▶ Página
····················

A década era a de 1970 e a banda The Wolfe Tones desfrutava de um certo sucesso, principalmente entre os defensores e simpatizantes do Republicanismo irlandês que desde a década de 1960 lutavam em favor da independência ou da integração da Irlanda do Norte com a República da Irlanda. O repertório desse grupo se baseava no tradicional Folk irlandês, com forte viés político, que passou a ser denominado Irish rebel music.

Nesse contexto, Brian Warfield (vocalista e músico do Wolfe Tones) compôs em 1972 a icônica música “Let the people sing”, dedicada aos cantores irlandeses que frequentemente eram proibidos de cantar suas canções tradicionais irlandesas em eventos públicos, particularmente na Irlanda do Norte. Tão popular essa música se tornou, que torcedores do Celtic cantam em jogos do time até hoje a versão gravada pelo grupo The Malleys. Embora reconhecida, é pouco provável que Warfield imaginasse que em pleno ano de 2013, uma faixa num estádio alemão trouxesse o título de sua música mais famosa.

Isso ocorreu numa das partidas realizadas pelo Werder Bremen na atual temporada da Bundesliga, e foi uma forma dos torcedores do clube de expressar solidariedade à Green Brigade, a controversa torcida escocesa do Celtic. Na verdade, esse apoio tem se dado sucessivas vezes nas partidas do time alemão. O fato do título da música composta por Warfield estar presente numa dessas manifestações demonstra, em parte, o grau de conhecimento que esses torcedores do Werder Bremen possuem a respeito das questões históricas e políticas que envolvem Arquipélago Britânico.

Faixa "Let the people sing" na torcida do Werder Bremen em apoio à Green Brigade (Foto: Wellenbrecher)

A Green Brigade é relativamente nova, pois foi formada no ano de 2006. Esse grupo de Ultras teve início a partir de dissidentes de outra torcida do Celtic chamada Jungle Bhoys, que estavam incomodados com frequentes desavenças a respeito da independência que deveriam ter em relação ao clube. Assim, nasceu a Green Brigade, com um pequeno número de torcedores que se encontravam na seção 111 do Celtic Park durante os jogos dos Hoops.

····················

▶ Instrução A
Responda com base no texto acima sobre a Green Brigade:
(i) Em que ano Brian Warfield compôs "Let the people sing"?
(ii) Em que ano a Green Brigade foi formada?
(iii) Em que seção do Celtic Park se reuniam os primeiros torcedores da Green Brigade?
▶ Instrução B
Transcreva do texto sobre a Green Brigade, sem nenhuma alteração, o trecho que abre com as palavras que contêm "A década era" e fecha com "Irish rebel music.".
▶ Instrução C
Retome o texto sobre a Green Brigade a partir da última frase apresentada.

▶ Trecho da listagem
····················

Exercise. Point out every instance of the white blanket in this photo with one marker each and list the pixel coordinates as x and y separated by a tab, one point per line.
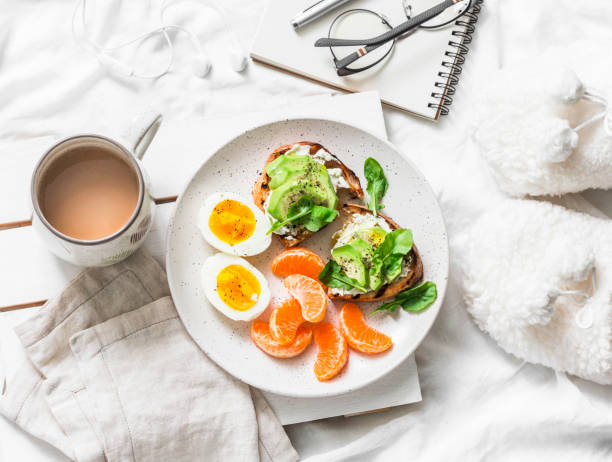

····················

▶ Resposta A
(i) 1972
(ii) 2006
(iii) Na seção 111

▶ Resposta B
A década era a de 1970 e a banda The Wolfe Tones desfrutava de um certo sucesso, principalmente entre os defensores e simpatizantes do Republicanismo irlandês que desde a década de 1960 lutavam em favor da independência ou da integração da Irlanda do Norte com a República da Irlanda. O repertório desse grupo se baseava no tradicional Folk irlandês, com forte viés político, que passou a ser denominado Irish rebel music.

▶ Resposta C
Aos poucos, cada vez mais adeptos começaram a fazer a parte da Green Brigade e a seguir seus preceitos. Além de manter certa independência em relação ao clube, o princípio fundamental que norteia a Green Brigade é que seus membros devem estar interessados nas três áreas principais do grupo – o próprio Celtic, o contexto Ultras, e a filosofia política adotada pela torcida. Os membros também teriam que participar regularmente de partidas e estarem preparados para fazer alguns dos elementos que transmitissem publicamente seus ideais como faixas, bandeiras, pinturas etc. Entre seus ideais destacam-se a reverência e identificação com a história, valores e costumes scot-irlandeses que deram origem ao clube, a independência em relação ao Reino Unido e a postura política antifascista.

No que tange a postura antifascista, inúmeros Ultras de diferentes países possuem ideal semelhante. Num contexto mais amplo, eles fazem parte de um movimento intitulado Alerta Network, que envolve torcedores não só escoceses e alemães, mas também franceses, belgas, israelenses, entre outros.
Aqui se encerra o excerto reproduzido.